=== Begin Enclosure ===

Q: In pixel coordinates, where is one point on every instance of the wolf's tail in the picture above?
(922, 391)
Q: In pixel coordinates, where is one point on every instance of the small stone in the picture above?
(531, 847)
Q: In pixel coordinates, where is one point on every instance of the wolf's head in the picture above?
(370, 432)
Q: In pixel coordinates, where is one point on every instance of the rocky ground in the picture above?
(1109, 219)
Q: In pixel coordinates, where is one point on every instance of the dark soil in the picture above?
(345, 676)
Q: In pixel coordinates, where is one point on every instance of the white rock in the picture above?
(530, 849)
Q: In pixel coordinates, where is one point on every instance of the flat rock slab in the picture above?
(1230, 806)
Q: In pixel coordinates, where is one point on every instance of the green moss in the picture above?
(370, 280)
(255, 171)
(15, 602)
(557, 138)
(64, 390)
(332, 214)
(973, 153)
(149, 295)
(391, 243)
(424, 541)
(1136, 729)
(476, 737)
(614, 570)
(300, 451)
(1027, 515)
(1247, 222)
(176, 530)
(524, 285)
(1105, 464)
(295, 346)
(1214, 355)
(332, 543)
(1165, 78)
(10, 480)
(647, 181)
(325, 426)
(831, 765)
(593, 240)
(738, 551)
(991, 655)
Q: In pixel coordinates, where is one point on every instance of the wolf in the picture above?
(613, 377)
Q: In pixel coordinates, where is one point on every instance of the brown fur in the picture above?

=== End Enclosure ===
=== Begin Enclosure ===

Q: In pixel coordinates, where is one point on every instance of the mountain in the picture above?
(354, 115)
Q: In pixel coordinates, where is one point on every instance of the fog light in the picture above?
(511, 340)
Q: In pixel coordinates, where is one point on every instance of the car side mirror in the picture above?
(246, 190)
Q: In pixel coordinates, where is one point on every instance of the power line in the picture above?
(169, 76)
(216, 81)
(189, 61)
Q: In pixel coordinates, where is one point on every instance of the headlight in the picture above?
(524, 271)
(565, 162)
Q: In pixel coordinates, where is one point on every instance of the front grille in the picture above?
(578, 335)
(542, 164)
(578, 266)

=== End Enclosure ===
=== Begin Enclosure ===

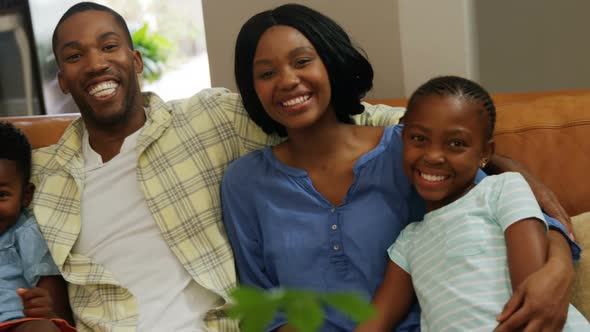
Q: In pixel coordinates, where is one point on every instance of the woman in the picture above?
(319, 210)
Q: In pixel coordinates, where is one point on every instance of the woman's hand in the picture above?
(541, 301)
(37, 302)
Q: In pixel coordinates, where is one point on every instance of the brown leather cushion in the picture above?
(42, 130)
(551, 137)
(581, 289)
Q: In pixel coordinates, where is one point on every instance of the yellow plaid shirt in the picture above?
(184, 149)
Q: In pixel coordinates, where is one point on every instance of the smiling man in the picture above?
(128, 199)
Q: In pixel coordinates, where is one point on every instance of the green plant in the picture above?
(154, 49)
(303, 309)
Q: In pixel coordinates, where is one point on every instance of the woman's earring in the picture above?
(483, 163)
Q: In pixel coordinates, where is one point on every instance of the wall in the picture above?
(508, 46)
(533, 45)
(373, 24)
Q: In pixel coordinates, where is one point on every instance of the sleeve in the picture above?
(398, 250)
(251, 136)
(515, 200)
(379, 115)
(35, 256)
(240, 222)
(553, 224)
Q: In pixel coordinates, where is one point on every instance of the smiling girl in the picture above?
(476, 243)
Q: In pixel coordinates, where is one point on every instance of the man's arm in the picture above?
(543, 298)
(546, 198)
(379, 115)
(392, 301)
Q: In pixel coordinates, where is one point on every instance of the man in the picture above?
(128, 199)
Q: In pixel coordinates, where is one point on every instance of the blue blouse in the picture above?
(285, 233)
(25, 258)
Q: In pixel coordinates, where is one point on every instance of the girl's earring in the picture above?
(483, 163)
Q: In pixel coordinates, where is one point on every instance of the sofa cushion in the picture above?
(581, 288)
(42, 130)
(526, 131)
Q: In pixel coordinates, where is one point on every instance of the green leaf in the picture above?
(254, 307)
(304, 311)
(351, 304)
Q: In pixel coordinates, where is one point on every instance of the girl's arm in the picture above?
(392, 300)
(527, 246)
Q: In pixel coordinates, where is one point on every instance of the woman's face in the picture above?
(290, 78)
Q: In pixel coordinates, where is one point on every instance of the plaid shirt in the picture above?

=== End Enclosure ===

Retype, exactly and in full, the lines above from the one containing "wolf in the picture above?" through the one containing "fur in the picture above?".

FINISHED EXERCISE >>
Q: In pixel coordinates, where is one point on every instance of the wolf in the picture above?
(613, 377)
Q: In pixel coordinates, where is one point on every instance of the brown fur in the picture above?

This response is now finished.